_What you should do_: Copy out the following rows word for word, leaving out the pictures.

_Data for this exercise_:
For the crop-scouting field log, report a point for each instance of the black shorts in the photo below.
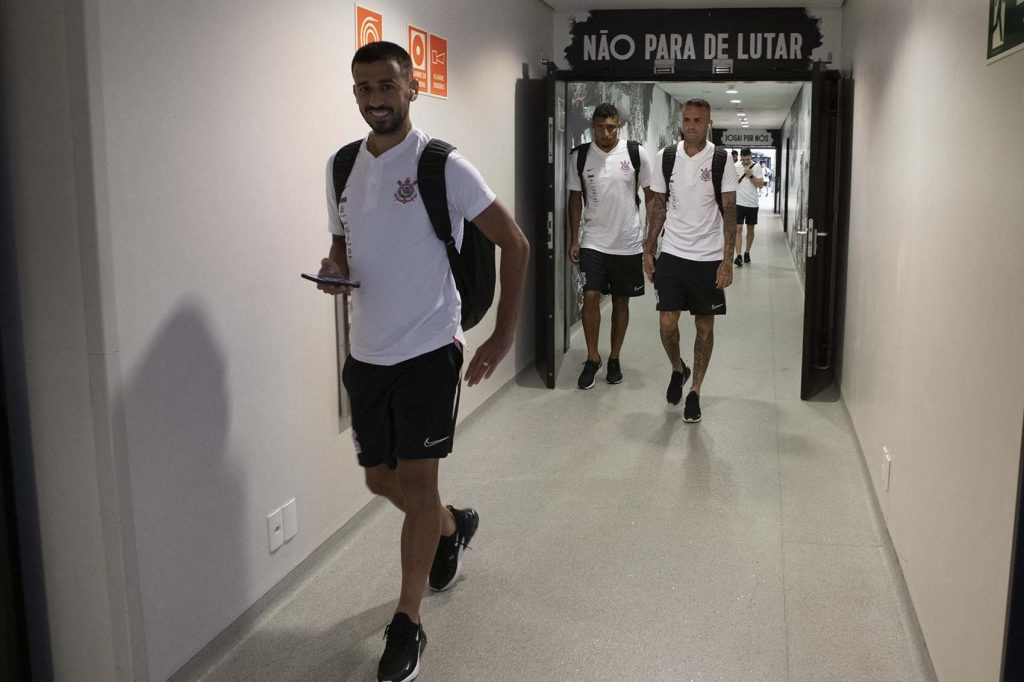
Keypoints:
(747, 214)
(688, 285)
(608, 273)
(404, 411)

_Problem solution_:
For the crop-scouting field log, report a point for each instance of the black shorts in the photo below.
Keypoints:
(747, 214)
(688, 285)
(608, 273)
(404, 411)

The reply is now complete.